Count how many lines in the data below contain the word "white", and reply with only that number.
— Start of Extracted entries —
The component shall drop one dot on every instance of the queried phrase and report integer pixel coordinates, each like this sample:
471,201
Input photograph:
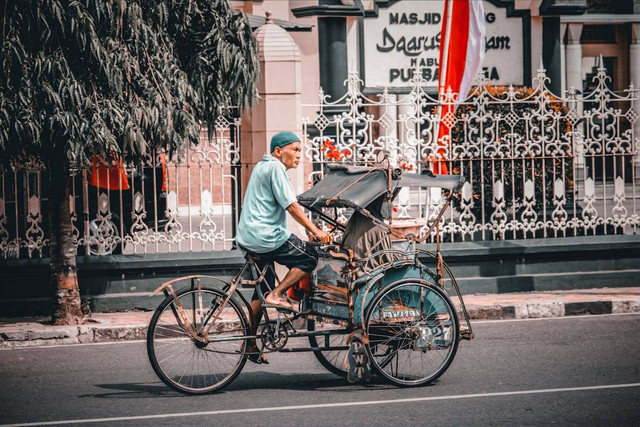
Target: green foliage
118,77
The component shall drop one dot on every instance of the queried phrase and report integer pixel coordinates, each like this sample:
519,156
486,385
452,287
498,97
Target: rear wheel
186,364
413,332
334,360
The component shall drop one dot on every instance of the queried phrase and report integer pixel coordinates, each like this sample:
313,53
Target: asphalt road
563,371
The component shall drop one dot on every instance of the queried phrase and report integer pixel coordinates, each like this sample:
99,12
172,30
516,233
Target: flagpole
441,77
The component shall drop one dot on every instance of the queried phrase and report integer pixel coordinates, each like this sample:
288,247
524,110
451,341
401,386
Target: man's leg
292,277
256,315
300,260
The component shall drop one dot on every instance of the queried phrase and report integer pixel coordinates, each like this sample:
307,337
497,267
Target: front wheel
189,365
413,332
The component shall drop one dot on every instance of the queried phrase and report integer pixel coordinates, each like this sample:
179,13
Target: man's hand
323,237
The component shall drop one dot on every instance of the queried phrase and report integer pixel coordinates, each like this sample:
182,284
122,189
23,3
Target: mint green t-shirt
263,221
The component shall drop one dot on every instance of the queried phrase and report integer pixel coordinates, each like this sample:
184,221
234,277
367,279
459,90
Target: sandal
280,302
258,358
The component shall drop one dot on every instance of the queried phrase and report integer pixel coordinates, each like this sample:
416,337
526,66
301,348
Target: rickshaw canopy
348,186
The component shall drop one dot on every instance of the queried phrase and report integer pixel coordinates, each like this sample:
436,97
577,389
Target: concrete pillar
332,53
634,77
551,52
279,107
573,57
573,66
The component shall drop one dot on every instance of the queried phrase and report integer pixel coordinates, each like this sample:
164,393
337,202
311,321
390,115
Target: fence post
634,77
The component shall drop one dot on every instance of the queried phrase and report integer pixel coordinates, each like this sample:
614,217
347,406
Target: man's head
286,147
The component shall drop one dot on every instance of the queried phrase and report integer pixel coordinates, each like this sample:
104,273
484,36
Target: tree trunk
64,272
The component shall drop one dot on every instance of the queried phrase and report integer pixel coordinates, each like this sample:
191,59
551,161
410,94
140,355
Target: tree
115,78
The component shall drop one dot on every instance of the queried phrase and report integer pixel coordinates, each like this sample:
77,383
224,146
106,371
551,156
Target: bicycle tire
166,339
412,337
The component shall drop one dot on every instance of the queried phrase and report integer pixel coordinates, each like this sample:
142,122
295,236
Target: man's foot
255,356
279,301
258,358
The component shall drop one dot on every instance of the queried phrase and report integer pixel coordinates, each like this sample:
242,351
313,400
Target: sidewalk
128,326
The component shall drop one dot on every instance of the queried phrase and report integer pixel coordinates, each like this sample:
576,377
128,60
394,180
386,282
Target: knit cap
281,139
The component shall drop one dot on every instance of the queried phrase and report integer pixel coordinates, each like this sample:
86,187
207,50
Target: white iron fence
536,165
188,202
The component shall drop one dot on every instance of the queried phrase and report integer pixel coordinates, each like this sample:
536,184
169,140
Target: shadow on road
248,381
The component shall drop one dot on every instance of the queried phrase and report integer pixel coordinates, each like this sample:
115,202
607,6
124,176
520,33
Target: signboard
406,35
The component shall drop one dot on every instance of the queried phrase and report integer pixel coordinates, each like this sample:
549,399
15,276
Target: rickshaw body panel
365,291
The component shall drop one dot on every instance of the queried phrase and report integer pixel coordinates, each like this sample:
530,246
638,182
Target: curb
22,335
548,309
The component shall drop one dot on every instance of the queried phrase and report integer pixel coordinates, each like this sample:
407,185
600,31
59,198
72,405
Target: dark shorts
292,253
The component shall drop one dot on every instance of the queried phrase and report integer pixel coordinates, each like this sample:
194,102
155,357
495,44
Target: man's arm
298,214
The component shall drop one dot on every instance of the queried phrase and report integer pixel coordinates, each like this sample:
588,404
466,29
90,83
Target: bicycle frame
201,334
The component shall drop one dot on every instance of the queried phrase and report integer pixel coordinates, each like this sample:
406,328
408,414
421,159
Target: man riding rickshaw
371,303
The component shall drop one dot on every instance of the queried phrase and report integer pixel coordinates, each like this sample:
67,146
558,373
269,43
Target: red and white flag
462,47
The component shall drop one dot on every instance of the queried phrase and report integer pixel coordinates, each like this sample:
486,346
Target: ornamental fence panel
536,165
186,202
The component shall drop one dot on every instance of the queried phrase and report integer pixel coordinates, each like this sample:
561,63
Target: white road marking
324,405
45,346
581,316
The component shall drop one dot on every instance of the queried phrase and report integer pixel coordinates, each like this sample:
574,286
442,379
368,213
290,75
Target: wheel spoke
407,327
189,365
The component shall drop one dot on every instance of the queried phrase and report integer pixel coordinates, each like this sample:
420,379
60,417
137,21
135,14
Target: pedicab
393,317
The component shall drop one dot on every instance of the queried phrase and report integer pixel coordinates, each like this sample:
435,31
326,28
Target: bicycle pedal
286,309
357,358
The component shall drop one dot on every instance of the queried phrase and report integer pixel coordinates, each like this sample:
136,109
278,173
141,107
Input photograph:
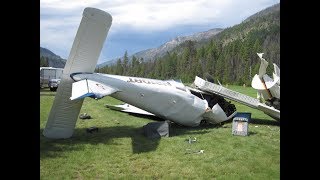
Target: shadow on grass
265,122
47,94
50,148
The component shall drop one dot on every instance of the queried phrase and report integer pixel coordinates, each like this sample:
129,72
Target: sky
140,24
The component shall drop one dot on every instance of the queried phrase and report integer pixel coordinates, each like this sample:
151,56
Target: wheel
53,88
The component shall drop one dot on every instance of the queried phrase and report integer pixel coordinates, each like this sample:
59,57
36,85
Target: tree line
229,57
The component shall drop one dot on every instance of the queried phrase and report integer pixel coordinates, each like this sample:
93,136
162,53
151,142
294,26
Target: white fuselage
169,100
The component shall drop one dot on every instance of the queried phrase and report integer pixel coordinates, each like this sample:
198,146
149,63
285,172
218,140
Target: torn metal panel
236,96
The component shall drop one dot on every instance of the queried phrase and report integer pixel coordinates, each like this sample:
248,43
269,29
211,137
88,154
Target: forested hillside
229,57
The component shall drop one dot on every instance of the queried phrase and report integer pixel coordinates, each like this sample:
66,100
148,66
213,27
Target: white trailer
47,73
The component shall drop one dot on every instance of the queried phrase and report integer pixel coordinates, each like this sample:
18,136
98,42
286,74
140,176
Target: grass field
120,151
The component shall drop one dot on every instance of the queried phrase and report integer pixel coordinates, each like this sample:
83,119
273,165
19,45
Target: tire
53,89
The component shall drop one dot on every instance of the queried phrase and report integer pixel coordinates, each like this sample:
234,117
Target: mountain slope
153,53
229,56
52,60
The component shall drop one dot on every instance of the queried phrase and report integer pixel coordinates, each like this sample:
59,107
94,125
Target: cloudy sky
140,24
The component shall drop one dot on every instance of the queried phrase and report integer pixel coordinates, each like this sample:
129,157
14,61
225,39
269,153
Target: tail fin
83,57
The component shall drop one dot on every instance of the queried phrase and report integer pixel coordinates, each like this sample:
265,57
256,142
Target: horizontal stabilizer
129,108
89,88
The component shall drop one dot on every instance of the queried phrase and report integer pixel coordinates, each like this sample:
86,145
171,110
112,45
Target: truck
48,73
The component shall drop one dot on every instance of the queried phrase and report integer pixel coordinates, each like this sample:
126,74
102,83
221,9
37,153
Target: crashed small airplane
170,100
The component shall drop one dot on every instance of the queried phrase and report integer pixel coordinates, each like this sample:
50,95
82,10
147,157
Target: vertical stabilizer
83,57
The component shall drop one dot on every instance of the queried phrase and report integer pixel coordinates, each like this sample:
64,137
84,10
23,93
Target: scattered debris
189,151
92,129
84,116
191,140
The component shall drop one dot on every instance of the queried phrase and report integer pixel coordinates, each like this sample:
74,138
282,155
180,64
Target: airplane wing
90,88
129,108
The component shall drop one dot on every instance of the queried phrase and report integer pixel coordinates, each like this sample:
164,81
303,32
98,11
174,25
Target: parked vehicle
53,84
47,73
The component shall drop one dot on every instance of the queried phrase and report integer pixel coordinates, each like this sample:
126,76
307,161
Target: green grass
120,151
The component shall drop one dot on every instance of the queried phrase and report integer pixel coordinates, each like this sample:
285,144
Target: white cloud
60,18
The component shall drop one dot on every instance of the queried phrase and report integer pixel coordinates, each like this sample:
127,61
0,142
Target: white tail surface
83,57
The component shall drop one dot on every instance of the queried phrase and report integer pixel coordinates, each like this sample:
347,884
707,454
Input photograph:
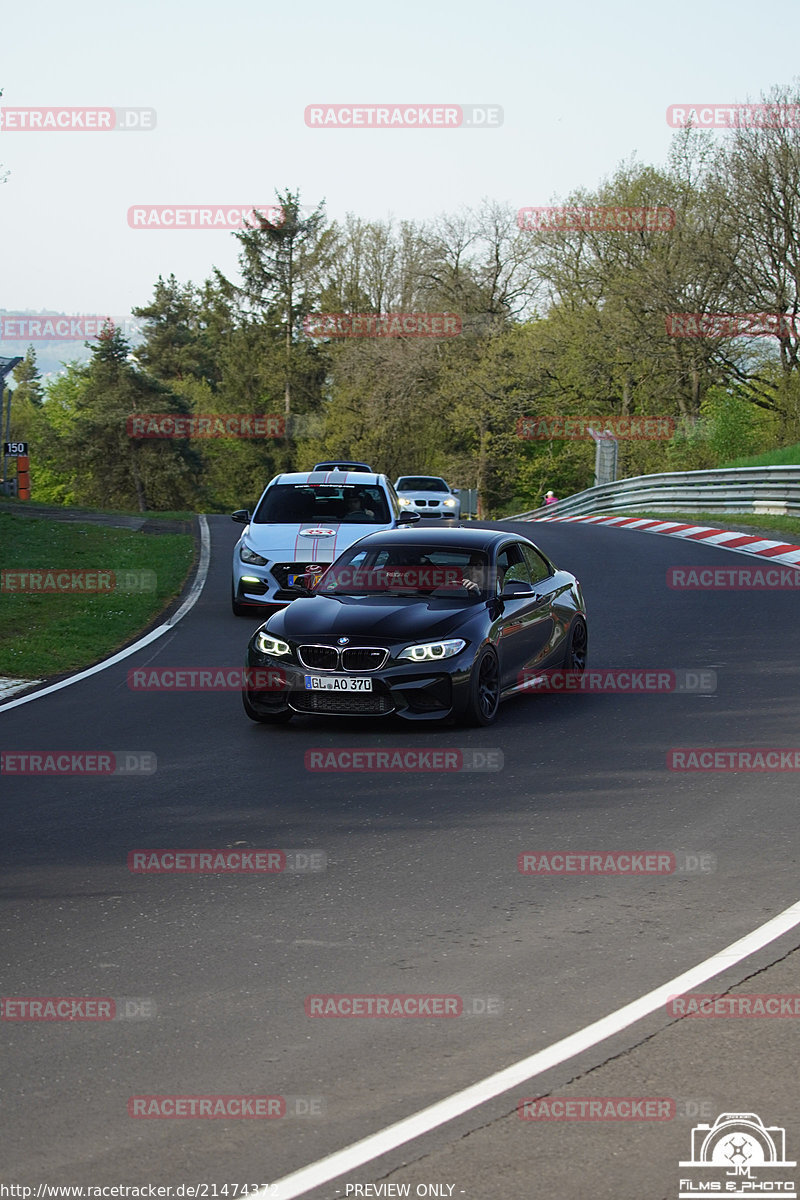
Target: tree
108,466
282,265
— End of Extracted entries —
[Expected output]:
7